> What the task requires: Copy the onion article from "Onions have also" to "to repel bugs.", changing "settlers" to "colonists".

Onions For Your Health
By: Christine Szalay-Kudra
Onions have been part of the human diet for thousands of years. They have been added to salads, soups, dips, and stir-fries. They have been roasted, fried, chopped, and dehydrated. With all the different kinds of onions, there is something for everyone from mild to strong. These popular members of the lily family are the second most important crop after tomatoes.
Onions have also enjoyed a long reputation as a medicine. They are antimicrobial and antibacterial, eliminating such bacteria like E. coli, Bacillus subtilis and Salmonella. They are used to treat coughs, angina, bacterial infections, and respiratory issues in Chinese medicine. In Early America, settlers used them to treat coughs, colds, and asthma. They even used them to repel bugs.
The World Health Organization (WHO) suggests that onions can treat a poor appetite and can prevent atherosclerosis. They recommend that onion extract can help relieve symptoms of bronchitis, colds, coughs, and asthma. They even help prevent tumors of the colon.
Onions contain sulfides that are very similar to those found in its cousin, the garlic. These sulfides may help lower blood pressure and cholesterol. Studies done in India have shown that people who ate lots of onions and garlic had lower cholesterol levels and blood pressure than those who did not eat these foods. They are a natural anticoagulant and can help prevent blood clots.
Some types of cancer can be prevented by adding them to your diet. Onion sulfides help protect you from developing tumors. People who eat a lot of strong verities develop only half as much stomach cancer as those who do not eat them. Milder ones do not contain as many sulfides as the stronger varieties, so while they do offer some protection, it is not as effective as what you get from strong varieties. They do not interact with any medications except anticoagulants. They may make them more effective, so if you eat lots of them and need blood thinners, speak to your doctor about adjusting your dose.
With so many health benefits, why don't more people eat them? Even people who do not like the taste of them may like them caramelized. Add them to soups, casseroles, and gravies. Caramelizing makes them more palatable to many people. There are lots of recipes that use them in one form or another. You can always add them to more recipes if you wish. they are very versatile... you should be able to find a recipe to please almost anyone.
If someone does not care for their texture, try chopping them very finely before cooking. French onion soup is a surefire hit even with most people who do not like them. Serve it up in beautiful French onion soup crock bowls and they will be sitting at the table waiting for their own bowl. That layer of melted cheese is hard for anyone to resist!
They are a very beneficial part of your diet. Add more to your menu if you do not already eat them regularly. They add more flavor to roasts, sauces, and soups as well as many other recipes. Keep some caramelized onions on hand to add whenever you need more flavor in a recipe.
A wonderful onion soup recipe will be satisfying for your entire family. The kids will love the bubby cheese on top. Dipping their spoon through the melted top into the rich beefy broth will bring smiles of delight to their faces. This dish is a true winner.

Stored dataset items
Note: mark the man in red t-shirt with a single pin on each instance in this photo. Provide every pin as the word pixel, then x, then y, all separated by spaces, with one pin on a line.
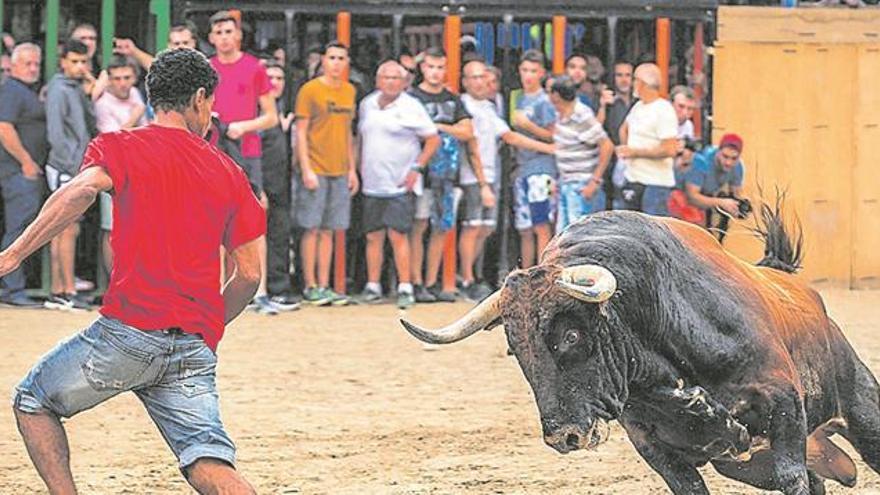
pixel 164 312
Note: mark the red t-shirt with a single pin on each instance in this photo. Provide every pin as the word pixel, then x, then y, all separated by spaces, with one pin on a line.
pixel 176 200
pixel 237 97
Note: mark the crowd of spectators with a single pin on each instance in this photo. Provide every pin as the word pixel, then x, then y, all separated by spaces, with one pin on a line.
pixel 392 155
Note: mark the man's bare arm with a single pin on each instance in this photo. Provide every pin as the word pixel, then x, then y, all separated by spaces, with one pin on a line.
pixel 241 287
pixel 62 209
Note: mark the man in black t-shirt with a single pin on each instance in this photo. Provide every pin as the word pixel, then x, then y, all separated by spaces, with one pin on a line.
pixel 437 202
pixel 23 148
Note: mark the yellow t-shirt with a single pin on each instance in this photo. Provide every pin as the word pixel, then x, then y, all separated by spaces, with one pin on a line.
pixel 330 112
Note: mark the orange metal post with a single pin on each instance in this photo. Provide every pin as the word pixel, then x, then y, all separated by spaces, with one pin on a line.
pixel 558 44
pixel 698 88
pixel 452 43
pixel 662 45
pixel 343 35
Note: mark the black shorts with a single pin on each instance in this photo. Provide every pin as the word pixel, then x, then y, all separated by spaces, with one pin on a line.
pixel 395 213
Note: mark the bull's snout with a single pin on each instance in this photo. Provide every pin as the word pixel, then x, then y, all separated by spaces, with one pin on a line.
pixel 568 437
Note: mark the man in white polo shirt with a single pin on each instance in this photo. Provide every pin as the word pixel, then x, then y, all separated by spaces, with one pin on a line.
pixel 392 127
pixel 650 133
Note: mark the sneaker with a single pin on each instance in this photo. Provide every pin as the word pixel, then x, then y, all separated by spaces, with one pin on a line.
pixel 19 300
pixel 405 300
pixel 58 301
pixel 79 302
pixel 369 297
pixel 440 295
pixel 264 306
pixel 476 292
pixel 422 295
pixel 316 297
pixel 336 299
pixel 285 302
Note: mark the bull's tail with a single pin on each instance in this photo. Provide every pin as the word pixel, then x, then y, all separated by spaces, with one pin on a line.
pixel 782 251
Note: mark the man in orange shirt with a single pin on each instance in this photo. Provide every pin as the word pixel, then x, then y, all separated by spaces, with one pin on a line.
pixel 325 109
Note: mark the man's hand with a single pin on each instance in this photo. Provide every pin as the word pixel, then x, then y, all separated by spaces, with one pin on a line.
pixel 411 178
pixel 30 170
pixel 590 189
pixel 624 151
pixel 607 97
pixel 353 182
pixel 235 130
pixel 8 263
pixel 310 180
pixel 729 205
pixel 487 196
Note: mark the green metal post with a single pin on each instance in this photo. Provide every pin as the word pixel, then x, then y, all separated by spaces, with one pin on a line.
pixel 108 30
pixel 52 11
pixel 162 10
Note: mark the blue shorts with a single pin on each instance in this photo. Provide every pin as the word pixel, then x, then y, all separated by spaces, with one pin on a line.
pixel 534 202
pixel 572 204
pixel 171 372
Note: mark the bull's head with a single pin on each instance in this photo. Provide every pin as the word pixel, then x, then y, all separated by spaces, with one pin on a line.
pixel 565 337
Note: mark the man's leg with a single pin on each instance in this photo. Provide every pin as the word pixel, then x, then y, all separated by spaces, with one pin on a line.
pixel 467 251
pixel 375 248
pixel 66 258
pixel 47 447
pixel 211 476
pixel 527 247
pixel 308 251
pixel 417 250
pixel 325 256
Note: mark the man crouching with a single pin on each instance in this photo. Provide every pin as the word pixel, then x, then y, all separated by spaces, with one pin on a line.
pixel 176 200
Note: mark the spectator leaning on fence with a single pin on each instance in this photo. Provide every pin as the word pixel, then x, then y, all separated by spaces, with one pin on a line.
pixel 650 136
pixel 438 202
pixel 716 170
pixel 535 176
pixel 23 151
pixel 583 151
pixel 392 127
pixel 325 108
pixel 479 209
pixel 120 107
pixel 70 122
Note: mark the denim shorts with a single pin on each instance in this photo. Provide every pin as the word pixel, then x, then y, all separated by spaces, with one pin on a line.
pixel 573 206
pixel 171 372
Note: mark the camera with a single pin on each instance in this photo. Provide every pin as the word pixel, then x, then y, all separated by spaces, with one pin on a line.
pixel 743 204
pixel 695 145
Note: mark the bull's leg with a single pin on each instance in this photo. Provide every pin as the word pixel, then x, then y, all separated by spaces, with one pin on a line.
pixel 783 466
pixel 862 414
pixel 680 476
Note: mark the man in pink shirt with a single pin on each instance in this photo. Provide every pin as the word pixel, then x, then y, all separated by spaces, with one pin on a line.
pixel 119 107
pixel 244 101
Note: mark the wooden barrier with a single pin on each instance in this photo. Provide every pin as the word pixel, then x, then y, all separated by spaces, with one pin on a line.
pixel 809 114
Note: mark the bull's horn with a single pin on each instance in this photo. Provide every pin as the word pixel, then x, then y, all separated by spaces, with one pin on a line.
pixel 484 316
pixel 590 283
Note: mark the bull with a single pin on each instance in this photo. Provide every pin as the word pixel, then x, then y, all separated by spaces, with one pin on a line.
pixel 701 357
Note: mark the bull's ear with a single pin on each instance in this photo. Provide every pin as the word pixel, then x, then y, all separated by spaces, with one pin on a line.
pixel 588 283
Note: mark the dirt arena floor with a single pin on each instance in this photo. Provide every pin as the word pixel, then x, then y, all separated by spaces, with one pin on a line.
pixel 343 401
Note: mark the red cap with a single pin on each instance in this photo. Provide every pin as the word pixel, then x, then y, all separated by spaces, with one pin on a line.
pixel 731 141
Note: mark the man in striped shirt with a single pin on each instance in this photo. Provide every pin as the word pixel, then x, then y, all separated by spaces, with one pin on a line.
pixel 583 151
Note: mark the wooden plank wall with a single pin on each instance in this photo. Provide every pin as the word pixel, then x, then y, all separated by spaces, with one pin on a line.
pixel 809 114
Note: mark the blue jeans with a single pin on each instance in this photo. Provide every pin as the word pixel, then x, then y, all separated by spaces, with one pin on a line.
pixel 573 205
pixel 22 198
pixel 171 372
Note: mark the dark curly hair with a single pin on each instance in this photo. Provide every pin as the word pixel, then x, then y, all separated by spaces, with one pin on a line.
pixel 175 76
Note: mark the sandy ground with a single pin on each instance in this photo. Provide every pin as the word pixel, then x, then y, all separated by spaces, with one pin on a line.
pixel 343 401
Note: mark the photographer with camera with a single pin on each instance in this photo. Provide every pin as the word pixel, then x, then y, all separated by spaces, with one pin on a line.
pixel 716 177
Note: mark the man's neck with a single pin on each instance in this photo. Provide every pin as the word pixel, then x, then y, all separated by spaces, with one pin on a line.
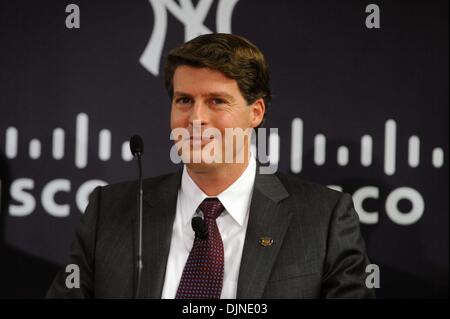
pixel 213 181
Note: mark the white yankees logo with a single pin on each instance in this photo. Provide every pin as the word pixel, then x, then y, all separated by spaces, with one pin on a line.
pixel 192 19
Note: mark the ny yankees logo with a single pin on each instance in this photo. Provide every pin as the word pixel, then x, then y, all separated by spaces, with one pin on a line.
pixel 192 18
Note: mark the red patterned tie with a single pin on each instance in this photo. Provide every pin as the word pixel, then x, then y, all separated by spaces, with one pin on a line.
pixel 203 273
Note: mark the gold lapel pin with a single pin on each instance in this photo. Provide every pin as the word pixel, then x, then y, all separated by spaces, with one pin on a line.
pixel 266 241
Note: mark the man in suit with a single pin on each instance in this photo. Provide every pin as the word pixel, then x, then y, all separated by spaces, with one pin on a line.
pixel 265 236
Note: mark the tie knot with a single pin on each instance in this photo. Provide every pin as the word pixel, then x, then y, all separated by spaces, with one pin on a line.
pixel 211 208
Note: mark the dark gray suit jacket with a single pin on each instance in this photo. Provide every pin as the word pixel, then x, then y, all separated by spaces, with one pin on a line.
pixel 317 248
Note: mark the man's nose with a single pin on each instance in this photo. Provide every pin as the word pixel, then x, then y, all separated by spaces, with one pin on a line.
pixel 199 113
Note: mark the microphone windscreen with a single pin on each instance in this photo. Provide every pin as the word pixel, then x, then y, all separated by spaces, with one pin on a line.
pixel 136 145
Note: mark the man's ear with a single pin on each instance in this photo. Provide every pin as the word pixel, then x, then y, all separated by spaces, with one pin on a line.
pixel 257 112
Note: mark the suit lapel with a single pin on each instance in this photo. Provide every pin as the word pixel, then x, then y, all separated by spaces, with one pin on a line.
pixel 268 218
pixel 159 208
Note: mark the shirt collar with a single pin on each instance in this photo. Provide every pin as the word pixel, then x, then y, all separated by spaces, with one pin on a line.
pixel 236 198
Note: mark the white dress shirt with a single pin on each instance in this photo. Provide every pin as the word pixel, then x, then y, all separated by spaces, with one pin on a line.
pixel 232 224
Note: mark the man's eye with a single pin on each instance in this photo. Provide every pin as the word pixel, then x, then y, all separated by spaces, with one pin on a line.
pixel 183 100
pixel 217 101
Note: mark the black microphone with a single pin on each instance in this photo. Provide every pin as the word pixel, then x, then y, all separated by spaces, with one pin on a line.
pixel 137 149
pixel 199 227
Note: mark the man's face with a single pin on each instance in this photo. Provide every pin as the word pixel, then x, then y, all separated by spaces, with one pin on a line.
pixel 208 99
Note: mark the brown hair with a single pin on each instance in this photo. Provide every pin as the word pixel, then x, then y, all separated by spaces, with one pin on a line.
pixel 233 55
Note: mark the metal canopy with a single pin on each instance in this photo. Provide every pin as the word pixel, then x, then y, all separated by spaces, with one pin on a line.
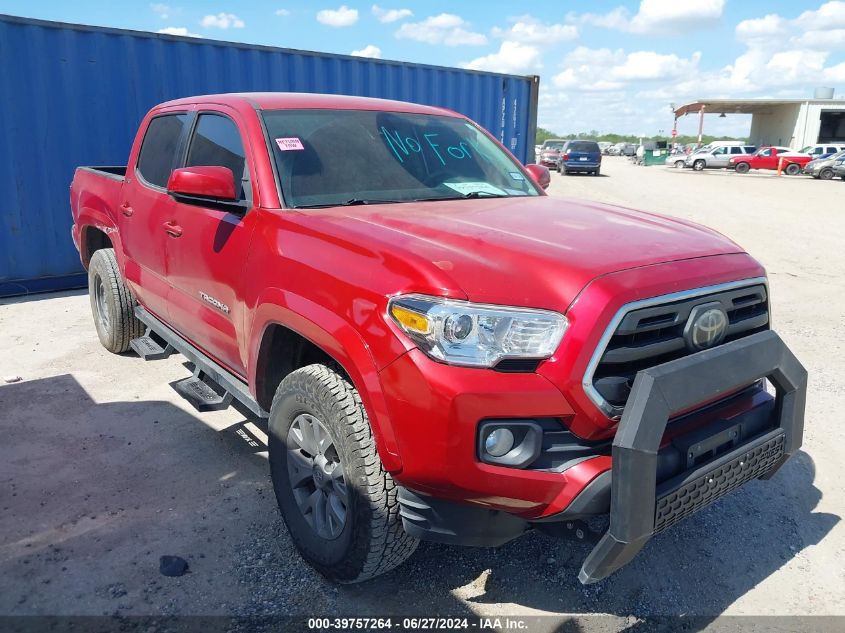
pixel 744 106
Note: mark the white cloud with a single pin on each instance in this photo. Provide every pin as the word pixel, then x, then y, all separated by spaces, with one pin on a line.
pixel 835 73
pixel 821 30
pixel 222 21
pixel 178 30
pixel 761 29
pixel 161 10
pixel 342 16
pixel 387 16
pixel 605 69
pixel 648 65
pixel 368 51
pixel 512 57
pixel 663 17
pixel 446 28
pixel 830 15
pixel 530 30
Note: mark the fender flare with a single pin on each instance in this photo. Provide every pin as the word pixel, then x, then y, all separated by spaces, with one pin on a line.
pixel 341 341
pixel 90 217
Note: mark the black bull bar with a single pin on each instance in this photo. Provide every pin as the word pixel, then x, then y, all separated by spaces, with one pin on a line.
pixel 639 508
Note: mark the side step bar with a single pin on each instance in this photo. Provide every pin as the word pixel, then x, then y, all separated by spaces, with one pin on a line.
pixel 151 346
pixel 209 377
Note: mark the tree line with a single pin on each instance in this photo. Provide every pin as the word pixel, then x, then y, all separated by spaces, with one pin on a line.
pixel 684 139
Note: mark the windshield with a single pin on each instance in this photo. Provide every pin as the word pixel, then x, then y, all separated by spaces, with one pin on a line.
pixel 343 157
pixel 583 146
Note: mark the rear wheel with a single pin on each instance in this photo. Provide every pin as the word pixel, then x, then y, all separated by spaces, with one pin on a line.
pixel 112 303
pixel 338 502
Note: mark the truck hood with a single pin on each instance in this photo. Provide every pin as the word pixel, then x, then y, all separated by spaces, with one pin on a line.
pixel 533 251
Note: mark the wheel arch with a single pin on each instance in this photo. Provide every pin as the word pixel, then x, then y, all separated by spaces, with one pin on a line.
pixel 285 323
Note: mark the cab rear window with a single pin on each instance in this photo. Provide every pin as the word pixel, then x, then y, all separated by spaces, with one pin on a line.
pixel 583 146
pixel 155 161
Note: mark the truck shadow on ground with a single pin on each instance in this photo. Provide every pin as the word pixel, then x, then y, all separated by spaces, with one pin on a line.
pixel 698 568
pixel 94 493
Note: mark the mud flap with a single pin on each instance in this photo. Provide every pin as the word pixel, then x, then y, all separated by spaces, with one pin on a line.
pixel 638 508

> Answer area:
Onions have also enjoyed a long reputation as a medicine. They are antimicrobial and antibacterial, eliminating such bacteria like E. coli, Bacillus subtilis and Salmonella. They are used to treat coughs, angina, bacterial infections, and respiratory issues in Chinese medicine. In Early America, colonists used them to treat coughs, colds, and asthma. They even used them to repel bugs.